# [Text]
But for all that, and despite its enormous economic importance and global success, the Queensland resources sector faces an enduring and serious problem – an apparent lack of appreciation from many city dwellers, and government.

For the past two years the state’s coal industry has been up in arms at what Treasurer Cameron Dick calls “fairer coal royalties”, but which the miners point out are the “highest in the world” – and imposed without any consultation whatever. Mr Dick says the new industry can afford to hand over the extra $9.4bn raised in the past two years without denting employment or investment.

He says the coal industry had a profit margin of 48 per cent last financial year. And that, Mr Dick says, means our coal miners can afford to be slugged with his globally-high royalty rates and still have enough fat left over.

He is confident Queensland will continue to attract the interest of companies; in fact, Mr Dick claims they “are clambering over each other to invest in our world-class steelmaking coal assets”.

The industry has another view entirely.

Bravus’ Carmichael coal mine. Picture: Cameron Laird
Bravus’ Carmichael coal mine. Picture: Cameron Laird

The executive director of coal exporter Bravus, Samir Vora, warns the government is “choking the goose that is laying the golden eggs” – and that it is wrong for Mr Dick to think the industry is “so robust and so profitable that it can withstand all the knock-backs, rule changes, red tape and broken promises they can throw at it”.

# [Supplied data]

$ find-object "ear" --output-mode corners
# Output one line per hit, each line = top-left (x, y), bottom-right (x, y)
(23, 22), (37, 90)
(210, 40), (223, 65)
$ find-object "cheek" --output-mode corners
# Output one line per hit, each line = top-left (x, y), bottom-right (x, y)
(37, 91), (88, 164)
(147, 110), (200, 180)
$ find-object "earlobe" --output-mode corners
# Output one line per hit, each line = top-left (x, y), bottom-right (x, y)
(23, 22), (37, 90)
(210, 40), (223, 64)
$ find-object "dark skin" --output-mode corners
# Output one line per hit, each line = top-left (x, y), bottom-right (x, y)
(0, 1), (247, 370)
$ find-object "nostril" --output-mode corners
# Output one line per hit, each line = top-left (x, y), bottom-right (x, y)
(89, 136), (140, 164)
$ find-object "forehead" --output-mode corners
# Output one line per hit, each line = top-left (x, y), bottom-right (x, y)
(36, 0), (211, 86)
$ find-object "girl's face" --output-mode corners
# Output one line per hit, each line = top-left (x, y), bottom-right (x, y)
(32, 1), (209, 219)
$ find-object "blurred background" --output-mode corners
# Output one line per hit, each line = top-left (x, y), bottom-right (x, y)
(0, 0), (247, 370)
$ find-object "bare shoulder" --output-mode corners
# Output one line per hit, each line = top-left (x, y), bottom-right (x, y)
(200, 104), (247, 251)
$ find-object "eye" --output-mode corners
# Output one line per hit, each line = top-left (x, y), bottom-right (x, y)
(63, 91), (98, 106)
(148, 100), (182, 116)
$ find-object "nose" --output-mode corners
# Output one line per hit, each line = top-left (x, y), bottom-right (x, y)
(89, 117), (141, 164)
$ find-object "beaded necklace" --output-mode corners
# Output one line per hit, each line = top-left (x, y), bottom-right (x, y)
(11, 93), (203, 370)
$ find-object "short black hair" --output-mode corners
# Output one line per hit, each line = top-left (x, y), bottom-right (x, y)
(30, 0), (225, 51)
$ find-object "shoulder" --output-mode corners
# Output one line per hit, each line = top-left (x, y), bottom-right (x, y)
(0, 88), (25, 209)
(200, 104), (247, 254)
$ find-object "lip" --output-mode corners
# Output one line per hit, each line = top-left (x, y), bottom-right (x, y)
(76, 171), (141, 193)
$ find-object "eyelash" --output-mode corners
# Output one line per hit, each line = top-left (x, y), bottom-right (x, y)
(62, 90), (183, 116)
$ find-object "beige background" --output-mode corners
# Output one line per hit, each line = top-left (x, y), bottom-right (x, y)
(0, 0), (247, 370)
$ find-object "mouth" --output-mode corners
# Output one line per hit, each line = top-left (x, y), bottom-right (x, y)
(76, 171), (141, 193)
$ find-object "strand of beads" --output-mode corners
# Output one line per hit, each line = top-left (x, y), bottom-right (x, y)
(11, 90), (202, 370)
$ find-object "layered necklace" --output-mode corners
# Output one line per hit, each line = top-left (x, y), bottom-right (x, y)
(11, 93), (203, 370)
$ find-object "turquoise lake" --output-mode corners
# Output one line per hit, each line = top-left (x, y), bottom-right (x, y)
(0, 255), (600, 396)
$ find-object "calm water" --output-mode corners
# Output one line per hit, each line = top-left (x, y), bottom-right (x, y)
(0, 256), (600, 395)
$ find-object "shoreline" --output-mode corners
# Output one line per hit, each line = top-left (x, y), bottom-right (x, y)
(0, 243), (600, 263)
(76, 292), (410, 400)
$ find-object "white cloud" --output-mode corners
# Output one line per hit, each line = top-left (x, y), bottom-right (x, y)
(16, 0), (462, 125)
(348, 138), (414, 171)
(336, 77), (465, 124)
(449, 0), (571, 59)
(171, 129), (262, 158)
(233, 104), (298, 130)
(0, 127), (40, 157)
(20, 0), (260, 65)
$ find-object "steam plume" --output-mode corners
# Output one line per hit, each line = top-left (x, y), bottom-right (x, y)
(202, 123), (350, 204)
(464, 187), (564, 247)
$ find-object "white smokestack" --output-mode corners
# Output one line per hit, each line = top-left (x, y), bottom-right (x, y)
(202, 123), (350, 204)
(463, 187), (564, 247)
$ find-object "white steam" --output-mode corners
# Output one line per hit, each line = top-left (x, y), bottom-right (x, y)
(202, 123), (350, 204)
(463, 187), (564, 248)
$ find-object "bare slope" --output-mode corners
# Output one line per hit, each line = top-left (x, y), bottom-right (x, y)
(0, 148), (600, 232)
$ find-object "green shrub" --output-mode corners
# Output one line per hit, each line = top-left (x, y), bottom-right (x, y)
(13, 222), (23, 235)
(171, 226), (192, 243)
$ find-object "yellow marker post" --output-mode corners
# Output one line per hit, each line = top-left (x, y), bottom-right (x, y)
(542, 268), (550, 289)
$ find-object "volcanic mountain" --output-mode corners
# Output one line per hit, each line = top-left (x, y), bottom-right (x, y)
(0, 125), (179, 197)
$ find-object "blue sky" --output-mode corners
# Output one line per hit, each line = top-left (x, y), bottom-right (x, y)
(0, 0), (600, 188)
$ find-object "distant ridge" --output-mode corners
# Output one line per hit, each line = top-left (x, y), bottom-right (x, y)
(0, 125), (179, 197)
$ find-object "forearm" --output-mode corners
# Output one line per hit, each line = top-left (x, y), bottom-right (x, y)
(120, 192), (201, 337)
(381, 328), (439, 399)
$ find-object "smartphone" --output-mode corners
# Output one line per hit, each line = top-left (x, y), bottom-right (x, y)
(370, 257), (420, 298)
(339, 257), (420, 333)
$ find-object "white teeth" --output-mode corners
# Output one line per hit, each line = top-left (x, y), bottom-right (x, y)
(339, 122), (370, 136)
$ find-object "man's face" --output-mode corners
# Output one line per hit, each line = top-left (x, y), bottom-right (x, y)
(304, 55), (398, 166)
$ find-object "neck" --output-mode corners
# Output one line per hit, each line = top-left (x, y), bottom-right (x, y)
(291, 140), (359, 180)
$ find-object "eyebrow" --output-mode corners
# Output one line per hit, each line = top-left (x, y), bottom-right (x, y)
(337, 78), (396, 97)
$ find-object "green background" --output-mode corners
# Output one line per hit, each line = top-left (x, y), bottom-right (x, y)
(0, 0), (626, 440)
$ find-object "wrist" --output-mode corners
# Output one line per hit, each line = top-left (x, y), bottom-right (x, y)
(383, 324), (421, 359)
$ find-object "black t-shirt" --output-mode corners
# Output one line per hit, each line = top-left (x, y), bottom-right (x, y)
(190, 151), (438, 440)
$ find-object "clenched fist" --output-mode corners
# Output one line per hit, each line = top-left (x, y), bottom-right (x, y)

# [What to work on]
A: From the Queensland coal text, give again the passage from "He says the" up to and including "another view entirely.", word for word.
B: Translate this sentence from the Queensland coal text into Spanish: "He says the coal industry had a profit margin of 48 per cent last financial year."

# [Responses by task]
A:
He says the coal industry had a profit margin of 48 per cent last financial year. And that, Mr Dick says, means our coal miners can afford to be slugged with his globally-high royalty rates and still have enough fat left over.

He is confident Queensland will continue to attract the interest of companies; in fact, Mr Dick claims they “are clambering over each other to invest in our world-class steelmaking coal assets”.

The industry has another view entirely.

B: Dice que la industria del carbón tuvo un margen de beneficio del 48 por ciento en el último ejercicio financiero.